TEXTE FOURNI:
========================================================================
En 1995, dans le cadre de la 4 conférence mondiale sur les femmes, les États de l’ONU s’étaient engagés à prendre en compte les besoins des femmes et à veiller à leur participation dans les politiques et programmes de lutte contre le sida. Mais ce n’est qu’en 2017, soit quinze ans après sa création, que le Fonds mondial de lutte contre le sida, la tuberculose et le paludisme a fait de l’égalité de genre un des piliers de sa stratégie. Pourquoi les progrès sont-ils si lents ?
========================================================================
ENTRÉES DU CORPUS:
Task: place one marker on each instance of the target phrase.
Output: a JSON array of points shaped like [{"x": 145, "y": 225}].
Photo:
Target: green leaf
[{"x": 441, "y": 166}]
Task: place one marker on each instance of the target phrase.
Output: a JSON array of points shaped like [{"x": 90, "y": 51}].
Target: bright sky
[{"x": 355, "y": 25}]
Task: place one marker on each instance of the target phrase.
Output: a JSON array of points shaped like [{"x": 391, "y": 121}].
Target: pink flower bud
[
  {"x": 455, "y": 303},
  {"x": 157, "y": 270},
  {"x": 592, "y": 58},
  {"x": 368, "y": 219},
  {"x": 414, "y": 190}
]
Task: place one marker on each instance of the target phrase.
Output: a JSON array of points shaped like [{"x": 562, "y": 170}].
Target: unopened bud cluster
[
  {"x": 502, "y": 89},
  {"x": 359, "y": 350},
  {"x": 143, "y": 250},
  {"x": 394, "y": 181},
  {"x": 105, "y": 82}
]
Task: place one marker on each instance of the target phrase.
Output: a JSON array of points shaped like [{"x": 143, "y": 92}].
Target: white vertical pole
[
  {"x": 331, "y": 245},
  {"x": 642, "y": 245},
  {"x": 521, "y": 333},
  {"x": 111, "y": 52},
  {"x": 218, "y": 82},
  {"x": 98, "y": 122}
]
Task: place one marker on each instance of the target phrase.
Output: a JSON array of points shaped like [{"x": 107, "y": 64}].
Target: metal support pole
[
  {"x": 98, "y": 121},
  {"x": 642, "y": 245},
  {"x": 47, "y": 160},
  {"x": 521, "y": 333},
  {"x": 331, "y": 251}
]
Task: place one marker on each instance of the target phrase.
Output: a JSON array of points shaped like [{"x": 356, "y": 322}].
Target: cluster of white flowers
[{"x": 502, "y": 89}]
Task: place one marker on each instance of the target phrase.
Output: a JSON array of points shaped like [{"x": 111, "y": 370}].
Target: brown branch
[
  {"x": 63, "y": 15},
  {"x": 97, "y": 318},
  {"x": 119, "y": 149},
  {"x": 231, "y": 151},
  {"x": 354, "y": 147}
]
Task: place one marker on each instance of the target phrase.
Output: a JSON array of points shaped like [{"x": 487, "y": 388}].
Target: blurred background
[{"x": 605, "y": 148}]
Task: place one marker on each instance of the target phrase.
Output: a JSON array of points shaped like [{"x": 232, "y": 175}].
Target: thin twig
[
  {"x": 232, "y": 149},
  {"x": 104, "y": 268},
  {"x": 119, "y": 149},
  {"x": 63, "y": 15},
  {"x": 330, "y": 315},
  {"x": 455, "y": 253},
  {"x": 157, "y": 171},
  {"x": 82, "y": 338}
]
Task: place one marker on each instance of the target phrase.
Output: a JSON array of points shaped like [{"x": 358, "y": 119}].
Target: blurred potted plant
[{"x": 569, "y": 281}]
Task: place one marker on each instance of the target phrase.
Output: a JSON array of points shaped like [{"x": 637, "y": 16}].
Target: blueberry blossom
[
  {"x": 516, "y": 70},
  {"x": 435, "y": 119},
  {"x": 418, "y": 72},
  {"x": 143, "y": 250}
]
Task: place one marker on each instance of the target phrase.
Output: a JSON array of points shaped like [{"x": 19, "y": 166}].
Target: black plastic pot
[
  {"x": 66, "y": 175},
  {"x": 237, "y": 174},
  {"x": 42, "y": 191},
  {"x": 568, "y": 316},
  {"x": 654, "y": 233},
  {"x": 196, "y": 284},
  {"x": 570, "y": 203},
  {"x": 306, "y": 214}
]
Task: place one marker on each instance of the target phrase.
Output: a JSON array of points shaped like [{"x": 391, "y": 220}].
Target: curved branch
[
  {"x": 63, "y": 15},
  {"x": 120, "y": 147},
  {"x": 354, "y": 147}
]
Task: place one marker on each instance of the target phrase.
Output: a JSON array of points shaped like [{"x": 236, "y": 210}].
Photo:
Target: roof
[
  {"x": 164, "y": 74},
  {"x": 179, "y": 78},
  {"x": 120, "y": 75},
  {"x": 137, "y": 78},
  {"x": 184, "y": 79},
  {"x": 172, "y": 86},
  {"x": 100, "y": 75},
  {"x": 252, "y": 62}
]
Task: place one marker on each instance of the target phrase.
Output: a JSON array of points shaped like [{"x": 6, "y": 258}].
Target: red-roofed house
========================================================================
TÂCHE À RÉALISER A:
Recopiez sans changement le passage du texte fourni qui commence à « En 1995, dans » et se termine à « sont-ils si lents ? ».
TÂCHE À RÉALISER B:
Indiquez, d'après le texte fourni, en quelle année le Fonds mondial de lutte contre le sida, la tuberculose et le paludisme a fait de l'égalité de genre un des piliers de sa stratégie.
Les enregistrements ci-dessus proviennent d'une autre source que le texte fourni.

RÉSULTAT OBTENU A:
En 1995, dans le cadre de la 4 conférence mondiale sur les femmes, les États de l’ONU s’étaient engagés à prendre en compte les besoins des femmes et à veiller à leur participation dans les politiques et programmes de lutte contre le sida. Mais ce n’est qu’en 2017, soit quinze ans après sa création, que le Fonds mondial de lutte contre le sida, la tuberculose et le paludisme a fait de l’égalité de genre un des piliers de sa stratégie. Pourquoi les progrès sont-ils si lents ?

RÉSULTAT OBTENU B:
En 2017.